--- Problem to solve ---
Can you copy, word for word, the stretch of the material below from the line containing "point: white lichen" through the line containing "column 41, row 115", including both of those lines?

Records identifying positions
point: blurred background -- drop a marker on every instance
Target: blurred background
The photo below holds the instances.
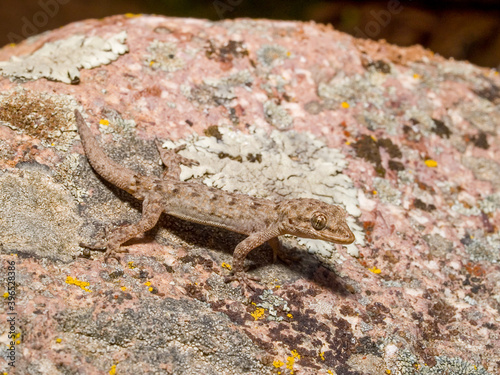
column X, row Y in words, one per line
column 463, row 29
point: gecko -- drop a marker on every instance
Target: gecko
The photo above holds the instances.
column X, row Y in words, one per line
column 261, row 220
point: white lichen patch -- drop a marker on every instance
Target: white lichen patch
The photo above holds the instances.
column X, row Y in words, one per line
column 408, row 364
column 274, row 304
column 164, row 56
column 62, row 59
column 37, row 216
column 386, row 192
column 280, row 165
column 41, row 115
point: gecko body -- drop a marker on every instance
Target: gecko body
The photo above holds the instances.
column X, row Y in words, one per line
column 262, row 220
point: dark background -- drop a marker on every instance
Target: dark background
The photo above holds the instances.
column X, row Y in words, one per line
column 463, row 29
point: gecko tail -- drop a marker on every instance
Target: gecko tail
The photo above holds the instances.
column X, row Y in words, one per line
column 108, row 169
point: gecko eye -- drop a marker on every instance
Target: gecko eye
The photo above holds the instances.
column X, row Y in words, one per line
column 319, row 221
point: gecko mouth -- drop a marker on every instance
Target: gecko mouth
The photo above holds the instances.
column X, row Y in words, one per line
column 344, row 236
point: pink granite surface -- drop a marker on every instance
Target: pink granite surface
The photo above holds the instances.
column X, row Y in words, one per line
column 420, row 134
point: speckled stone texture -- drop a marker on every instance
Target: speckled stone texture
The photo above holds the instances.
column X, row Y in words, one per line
column 416, row 153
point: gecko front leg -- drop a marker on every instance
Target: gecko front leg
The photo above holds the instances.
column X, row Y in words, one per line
column 243, row 249
column 151, row 211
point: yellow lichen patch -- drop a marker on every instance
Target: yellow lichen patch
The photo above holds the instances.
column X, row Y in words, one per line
column 277, row 363
column 290, row 361
column 258, row 313
column 431, row 163
column 74, row 281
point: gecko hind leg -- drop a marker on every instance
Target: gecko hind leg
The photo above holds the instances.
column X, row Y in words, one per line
column 172, row 160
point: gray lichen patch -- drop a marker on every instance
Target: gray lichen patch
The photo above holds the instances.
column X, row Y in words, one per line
column 408, row 364
column 185, row 334
column 482, row 247
column 37, row 216
column 164, row 56
column 277, row 115
column 40, row 115
column 269, row 55
column 217, row 91
column 280, row 165
column 62, row 59
column 386, row 192
column 483, row 169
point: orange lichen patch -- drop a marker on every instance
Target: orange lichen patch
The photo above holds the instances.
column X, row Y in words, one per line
column 290, row 361
column 74, row 281
column 258, row 313
column 277, row 363
column 475, row 269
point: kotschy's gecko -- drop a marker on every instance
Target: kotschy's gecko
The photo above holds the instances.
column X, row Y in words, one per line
column 260, row 219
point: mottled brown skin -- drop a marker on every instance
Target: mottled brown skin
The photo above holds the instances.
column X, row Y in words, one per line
column 260, row 219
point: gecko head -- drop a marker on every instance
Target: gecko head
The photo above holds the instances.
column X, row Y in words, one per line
column 311, row 218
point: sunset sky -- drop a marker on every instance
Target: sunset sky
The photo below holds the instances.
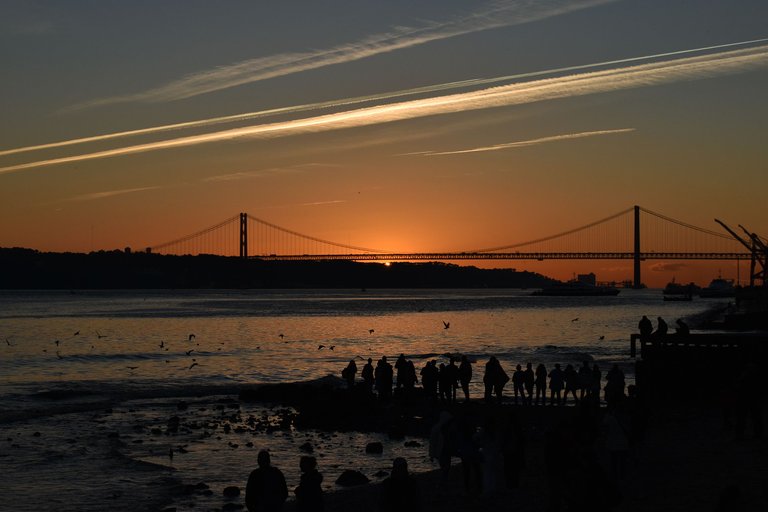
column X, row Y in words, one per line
column 410, row 126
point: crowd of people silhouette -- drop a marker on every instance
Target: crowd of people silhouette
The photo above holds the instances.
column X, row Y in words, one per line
column 440, row 382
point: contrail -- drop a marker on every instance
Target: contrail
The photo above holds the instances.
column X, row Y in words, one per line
column 522, row 143
column 110, row 193
column 497, row 14
column 474, row 82
column 643, row 75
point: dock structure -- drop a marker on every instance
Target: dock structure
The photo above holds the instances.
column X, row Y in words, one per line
column 694, row 366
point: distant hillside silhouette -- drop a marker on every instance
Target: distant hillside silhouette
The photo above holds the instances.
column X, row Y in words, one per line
column 30, row 269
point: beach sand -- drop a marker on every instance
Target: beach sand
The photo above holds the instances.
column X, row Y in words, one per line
column 687, row 462
column 688, row 459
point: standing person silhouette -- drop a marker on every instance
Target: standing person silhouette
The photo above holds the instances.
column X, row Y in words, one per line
column 529, row 379
column 367, row 375
column 349, row 373
column 309, row 493
column 518, row 383
column 571, row 383
column 465, row 376
column 541, row 384
column 645, row 326
column 556, row 382
column 266, row 490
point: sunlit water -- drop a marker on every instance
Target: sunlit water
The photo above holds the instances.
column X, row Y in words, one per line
column 125, row 359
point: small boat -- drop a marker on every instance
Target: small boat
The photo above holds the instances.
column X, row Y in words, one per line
column 679, row 292
column 576, row 289
column 719, row 288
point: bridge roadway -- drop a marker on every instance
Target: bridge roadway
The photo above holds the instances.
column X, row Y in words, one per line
column 539, row 256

--- The completed task ---
point: white lichen patch -- drop a marker on every instance
Target: white lichen patch
The photo above holds the instances.
column X, row Y in words, one per line
column 408, row 364
column 274, row 304
column 164, row 56
column 62, row 59
column 37, row 216
column 386, row 192
column 280, row 165
column 41, row 115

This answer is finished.